→ **Provided records**:

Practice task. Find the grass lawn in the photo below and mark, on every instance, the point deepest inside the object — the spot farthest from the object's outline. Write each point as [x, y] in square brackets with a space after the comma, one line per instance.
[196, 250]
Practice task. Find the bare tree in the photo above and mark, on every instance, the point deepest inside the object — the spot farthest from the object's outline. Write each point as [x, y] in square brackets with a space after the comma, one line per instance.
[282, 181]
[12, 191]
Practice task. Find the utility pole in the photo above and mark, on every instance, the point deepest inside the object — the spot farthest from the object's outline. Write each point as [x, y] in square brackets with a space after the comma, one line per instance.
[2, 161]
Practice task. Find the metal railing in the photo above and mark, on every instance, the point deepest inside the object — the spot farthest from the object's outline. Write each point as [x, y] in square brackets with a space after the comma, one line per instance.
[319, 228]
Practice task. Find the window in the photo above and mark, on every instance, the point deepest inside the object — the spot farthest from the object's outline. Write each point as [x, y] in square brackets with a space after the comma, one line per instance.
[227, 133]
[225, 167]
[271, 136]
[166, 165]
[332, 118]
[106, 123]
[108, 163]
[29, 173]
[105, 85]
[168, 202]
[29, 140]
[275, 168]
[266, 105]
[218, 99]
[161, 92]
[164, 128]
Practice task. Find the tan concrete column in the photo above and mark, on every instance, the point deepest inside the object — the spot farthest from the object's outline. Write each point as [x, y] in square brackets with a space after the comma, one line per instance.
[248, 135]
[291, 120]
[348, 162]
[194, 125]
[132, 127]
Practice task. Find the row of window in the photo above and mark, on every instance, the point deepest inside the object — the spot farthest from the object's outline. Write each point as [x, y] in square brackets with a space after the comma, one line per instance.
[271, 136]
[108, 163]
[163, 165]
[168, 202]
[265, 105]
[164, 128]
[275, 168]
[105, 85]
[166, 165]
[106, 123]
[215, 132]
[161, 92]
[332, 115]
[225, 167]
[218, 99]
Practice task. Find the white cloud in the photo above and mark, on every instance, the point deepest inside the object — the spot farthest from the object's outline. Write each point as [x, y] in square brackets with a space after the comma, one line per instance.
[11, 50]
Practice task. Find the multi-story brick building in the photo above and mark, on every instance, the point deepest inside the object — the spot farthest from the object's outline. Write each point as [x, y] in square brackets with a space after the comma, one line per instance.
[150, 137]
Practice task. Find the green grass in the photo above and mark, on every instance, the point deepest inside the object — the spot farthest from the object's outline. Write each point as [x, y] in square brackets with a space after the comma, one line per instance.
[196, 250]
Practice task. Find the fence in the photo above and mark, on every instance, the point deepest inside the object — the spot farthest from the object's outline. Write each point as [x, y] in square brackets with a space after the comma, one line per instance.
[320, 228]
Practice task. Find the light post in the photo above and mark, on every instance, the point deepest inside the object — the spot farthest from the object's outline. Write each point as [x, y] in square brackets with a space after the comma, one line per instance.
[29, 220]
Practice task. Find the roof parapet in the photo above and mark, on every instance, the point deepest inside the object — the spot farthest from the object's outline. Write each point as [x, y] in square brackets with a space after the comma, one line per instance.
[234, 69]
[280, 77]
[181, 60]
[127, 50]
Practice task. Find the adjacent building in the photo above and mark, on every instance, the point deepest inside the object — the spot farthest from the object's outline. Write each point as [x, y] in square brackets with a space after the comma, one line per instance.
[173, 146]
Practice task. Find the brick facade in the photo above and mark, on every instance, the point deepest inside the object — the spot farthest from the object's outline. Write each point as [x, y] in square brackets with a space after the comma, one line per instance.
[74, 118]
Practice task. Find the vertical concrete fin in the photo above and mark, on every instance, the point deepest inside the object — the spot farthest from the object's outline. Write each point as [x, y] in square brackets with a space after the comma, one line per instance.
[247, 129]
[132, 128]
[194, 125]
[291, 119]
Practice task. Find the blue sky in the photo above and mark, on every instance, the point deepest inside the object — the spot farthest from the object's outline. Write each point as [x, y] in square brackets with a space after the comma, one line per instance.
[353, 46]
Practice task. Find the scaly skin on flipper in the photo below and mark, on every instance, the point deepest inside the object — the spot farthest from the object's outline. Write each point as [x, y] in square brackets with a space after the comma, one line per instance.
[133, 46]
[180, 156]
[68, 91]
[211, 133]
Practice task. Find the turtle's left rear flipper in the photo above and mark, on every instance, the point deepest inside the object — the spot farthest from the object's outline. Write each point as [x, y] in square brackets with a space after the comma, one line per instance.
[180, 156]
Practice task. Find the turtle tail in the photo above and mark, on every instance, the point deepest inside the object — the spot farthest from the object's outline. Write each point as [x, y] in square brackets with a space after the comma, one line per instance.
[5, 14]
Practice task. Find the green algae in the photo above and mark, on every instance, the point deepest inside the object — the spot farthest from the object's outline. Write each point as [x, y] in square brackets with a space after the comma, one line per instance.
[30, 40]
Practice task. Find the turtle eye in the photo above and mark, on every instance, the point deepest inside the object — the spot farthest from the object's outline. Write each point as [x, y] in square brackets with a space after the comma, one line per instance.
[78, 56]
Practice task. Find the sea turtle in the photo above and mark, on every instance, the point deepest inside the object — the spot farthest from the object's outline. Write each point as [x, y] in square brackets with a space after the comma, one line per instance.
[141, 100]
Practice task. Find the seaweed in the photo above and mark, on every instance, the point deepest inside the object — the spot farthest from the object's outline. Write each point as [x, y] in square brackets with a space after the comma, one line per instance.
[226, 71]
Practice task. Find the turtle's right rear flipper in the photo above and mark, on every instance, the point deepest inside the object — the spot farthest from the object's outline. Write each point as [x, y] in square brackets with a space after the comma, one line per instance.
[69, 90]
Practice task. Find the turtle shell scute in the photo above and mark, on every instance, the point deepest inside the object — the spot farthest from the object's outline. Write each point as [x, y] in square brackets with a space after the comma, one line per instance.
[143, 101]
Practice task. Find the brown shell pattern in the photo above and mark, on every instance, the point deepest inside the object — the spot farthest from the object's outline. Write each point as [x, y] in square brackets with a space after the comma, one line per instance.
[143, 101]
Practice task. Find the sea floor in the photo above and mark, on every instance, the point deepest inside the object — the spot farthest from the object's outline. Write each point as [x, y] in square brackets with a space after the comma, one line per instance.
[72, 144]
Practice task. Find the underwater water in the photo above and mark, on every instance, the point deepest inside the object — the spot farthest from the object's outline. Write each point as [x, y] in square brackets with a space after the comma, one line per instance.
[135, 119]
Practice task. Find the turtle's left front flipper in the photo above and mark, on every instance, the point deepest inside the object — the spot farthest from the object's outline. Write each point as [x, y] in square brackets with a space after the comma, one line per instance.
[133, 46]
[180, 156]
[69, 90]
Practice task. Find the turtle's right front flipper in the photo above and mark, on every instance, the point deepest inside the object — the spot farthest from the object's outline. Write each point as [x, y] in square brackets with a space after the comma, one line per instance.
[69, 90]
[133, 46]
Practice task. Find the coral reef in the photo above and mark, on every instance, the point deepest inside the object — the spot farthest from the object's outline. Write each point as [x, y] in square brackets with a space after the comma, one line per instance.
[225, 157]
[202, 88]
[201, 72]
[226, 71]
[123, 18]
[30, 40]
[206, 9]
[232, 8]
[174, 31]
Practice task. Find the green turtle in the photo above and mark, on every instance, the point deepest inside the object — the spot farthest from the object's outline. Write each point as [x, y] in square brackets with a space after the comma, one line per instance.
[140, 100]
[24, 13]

→ **The task**:
Every entry should be output exactly as written, please.

→ **Full answer**:
Practice task. Find the grass lawn in the photo below and mark, on every instance, the point deepest inside the object — the spot farthest from the object's outline. Write each point as [x, y] in square brackets with a space after the comma, one line per instance.
[196, 250]
Practice task. Find the bare tree in the photo above and mark, on every instance, the point deepest inside the object — the spot farthest from the object's outline. Write each point as [x, y] in square brackets with a space after the comma, one line per instance.
[282, 181]
[12, 191]
Practice task. Find the utility pole in the photo above and mark, on every instance, the point deepest inside the object — the spot farthest from the object's outline. Write each point as [x, y] in square brackets with a space after the comma, one line per instance.
[2, 161]
Practice task. Find the metal railing in the photo above and mark, on every instance, the point deepest inside the object — the spot farthest from the object's outline. Write each point as [x, y] in square brackets with a space after the comma, one line per instance.
[319, 228]
Practice task. Find the window in the photo above and mark, on every instance, the point deepest inside the object — the spot farthest from the object's outline. Write each point as [x, y] in square brackets with a space after the comma, one line per instance.
[227, 133]
[225, 167]
[271, 136]
[166, 165]
[332, 118]
[106, 123]
[108, 163]
[29, 173]
[105, 85]
[168, 202]
[29, 140]
[275, 168]
[266, 105]
[218, 99]
[161, 92]
[164, 128]
Practice task. Find the tan concrete column in the photo above and mark, on every instance, the point deepest inside the object — the spot farthest from the object's outline. Write each point as [x, y] in square brackets with a space after the comma, one line per instance.
[248, 135]
[291, 120]
[348, 162]
[194, 125]
[132, 127]
Practice task. Find the row of window in the photo above and mark, on every instance, the point deepest inside the object — the spot farthest from the object's outline. Write each point as [x, y] in square brackets with a space after the comma, one line per instance.
[271, 136]
[108, 163]
[163, 165]
[168, 202]
[265, 105]
[164, 128]
[275, 168]
[105, 85]
[166, 165]
[106, 123]
[215, 132]
[161, 92]
[332, 115]
[225, 167]
[218, 99]
Practice task. Find the white cloud in the photo above and mark, on every instance, the point deepest inside the object — the spot farthest from the object's outline. Write each point as [x, y] in square brackets with a space after the comma, one line per instance.
[11, 50]
Practice task. Find the multi-story brick building in the photo above and mark, on every instance, the point deepest inside the object — the spot farthest from the object's outline. Write each point as [x, y] in square brackets with a space after the comma, one line per instance.
[150, 137]
Practice task. Find the green grass in the photo above and mark, on every instance, the point deepest inside the object — the spot farthest from the object's outline. Write each point as [x, y] in square brackets with a space after the comma, one line per instance.
[196, 250]
Practice task. Find the fence in the photo above and mark, on every instance, the point deepest inside the object — the spot farthest from the object's outline. Write each point as [x, y] in square brackets with a space after the comma, one line per instance.
[320, 228]
Practice task. Find the light post in the photo above and mark, on every instance, the point deepest inside the object — the spot farthest from the object's outline. Write each point as [x, y] in square brackets with a space after the comma, one line per instance.
[29, 220]
Practice task. Find the roof parapet in the photo above and mark, on every instance, the point deepest inside the object — the spot farthest from the object's outline. Write each point as [x, y] in square brackets with a space after the comma, one line per instance.
[234, 69]
[280, 77]
[181, 60]
[127, 50]
Practice task. Find the adjacent building in the photo above and mark, on every instance, the point deepest inside the object — the spot farthest from the object's outline. Write each point as [x, y] in square brackets with a space after the comma, one line per instance.
[173, 146]
Practice task. Find the brick facade in the photo above and mark, on every instance, the point deepest inside the object — the spot farthest from the object's outline. Write each point as [x, y] in square brackets with a space after the comma, one line per instance.
[74, 118]
Practice task. Find the vertical concrete fin in the photo above and mark, on every instance, the point deepest inside the object — the spot farthest from the object's outline. Write each point as [x, y] in square brackets with a space after the comma, one line per instance.
[247, 129]
[132, 128]
[194, 125]
[291, 119]
Practice task. Find the blue sky in the photo above and mark, on every instance, the point deepest inside the object — the spot farthest from the object's outline. Write each point as [x, y] in square brackets with a space after the comma, one line per instance.
[353, 46]
Practice task. Find the scaly skin on flipper in the photo below and mark, on every instance, the point deepest inside the object — the spot farthest from the object's outline. Write each point as [x, y] in square brackets with a space after the comma, one line per instance.
[133, 46]
[180, 156]
[68, 91]
[211, 133]
Practice task. Find the turtle's left rear flipper in the photo above and mark, on every instance, the point deepest inside the object — the spot farthest from the object's outline. Write each point as [x, y] in square brackets with a space after the comma, one line per instance.
[180, 156]
Practice task. Find the turtle tail in the photo above and mark, on every instance, the point deepest inside the object — the spot farthest from the object's outline. Write each point as [x, y] in square brackets with a space after the comma, one line per instance.
[5, 14]
Practice task. Find the green algae in the photo above and mark, on every instance, the point deepest inside the object — the spot farthest from the object's outline. Write each point as [x, y] in square brackets with a space after the comma, one line per instance.
[30, 40]
Practice task. Find the turtle eye in the photo above and mark, on every instance, the point deepest inside the object — the spot farthest from the object's outline. Write each point as [x, y] in square brackets with a space after the comma, one line per instance.
[78, 56]
Practice task. Find the sea turtle in the photo above and mark, on every instance, the point deepest inside the object — the spot farthest from the object's outline. Write each point as [x, y] in square brackets with a space after the comma, one line per instance.
[141, 100]
Practice task. Find the seaweed in the photo above and mark, on every instance, the point deepest inside the object — the spot farthest from the object's outline. Write each point as [x, y] in square brackets with a space after the comma, one line per instance.
[226, 71]
Practice task. Find the turtle's right rear flipper in the photo above and mark, on every instance, the point deepest inside the object — the spot farthest from the object's outline. Write each point as [x, y] in square brackets with a space after the comma, one line per instance.
[69, 90]
Practice task. Find the turtle shell scute in the photo above and mark, on every instance, the point deepest inside the object — the spot farthest from the object's outline. Write each point as [x, y] in square brackets with a space after the comma, one line per instance.
[143, 101]
Practice task. Find the brown shell pattern in the photo above and mark, on every instance, the point deepest inside the object — the spot farthest from the object's outline. Write each point as [x, y] in square brackets with a space after the comma, one line per instance.
[143, 101]
Practice task. Find the sea floor in the photo above and mark, on every instance, the point deepest inside the object — the spot farthest from the object's outline. Write each point as [x, y] in square brackets with a space after the comma, one line per instance.
[72, 144]
Practice task. Find the underwater water in the photo above and mark, on every instance, the point deepest inside the object — the spot farthest from the object's outline. Write each point as [x, y] in square brackets with a space after the comma, one line per instance.
[135, 119]
Practice task. Find the turtle's left front flipper in the photo above and mark, on every instance, the point deepest inside the object — the spot farthest from the object's outline. Write each point as [x, y] in square brackets with a space after the comma, one line per instance.
[133, 46]
[180, 156]
[69, 90]
Practice task. Find the turtle's right front flipper in the photo above and mark, on every instance, the point deepest inside the object — the spot farthest from the object's outline. Write each point as [x, y] in square brackets with a space after the comma, one line per instance.
[69, 90]
[133, 46]
Practice task. Find the coral reef in the photo above and mark, on every instance, the point deepest inside the object — the spot farthest from the object's outline. Write each point as [x, y] in square brackets with a space after the comma, one line per instance.
[225, 157]
[202, 88]
[201, 72]
[226, 71]
[123, 18]
[30, 40]
[206, 9]
[232, 8]
[174, 31]
Practice task. Find the green turtle in the photo above and mark, on every instance, the point deepest inside the object — the spot farthest from the object's outline. Write each point as [x, y] in square brackets with a space after the comma, one line per instance.
[140, 100]
[24, 13]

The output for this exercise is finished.